**AIM OF THE EXERCISE:**
Copy out every one of the records below word for word, keeping each line in its original order.

BEGIN DATASET RECORDS

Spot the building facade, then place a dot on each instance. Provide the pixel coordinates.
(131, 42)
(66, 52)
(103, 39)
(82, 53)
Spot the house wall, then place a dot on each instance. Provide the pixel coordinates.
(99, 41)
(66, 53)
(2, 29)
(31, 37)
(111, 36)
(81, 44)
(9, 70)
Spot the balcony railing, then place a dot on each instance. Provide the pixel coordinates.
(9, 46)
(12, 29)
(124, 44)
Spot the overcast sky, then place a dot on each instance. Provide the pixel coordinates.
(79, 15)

END DATASET RECORDS

**THE RESPONSE:**
Spot the building facade, then place a dot on each instance. Provide the pixel coordinates.
(131, 42)
(66, 52)
(103, 39)
(82, 53)
Spot the house wall, then place a dot on each instance. Provide the pixel coordinates.
(99, 41)
(66, 53)
(2, 29)
(31, 37)
(111, 36)
(81, 44)
(9, 70)
Spot the balcony railing, then place a dot on each instance. Provide the pixel coordinates.
(9, 46)
(12, 29)
(124, 44)
Spot the overcast sky, then place a dot on each instance. Provide the pixel coordinates.
(79, 15)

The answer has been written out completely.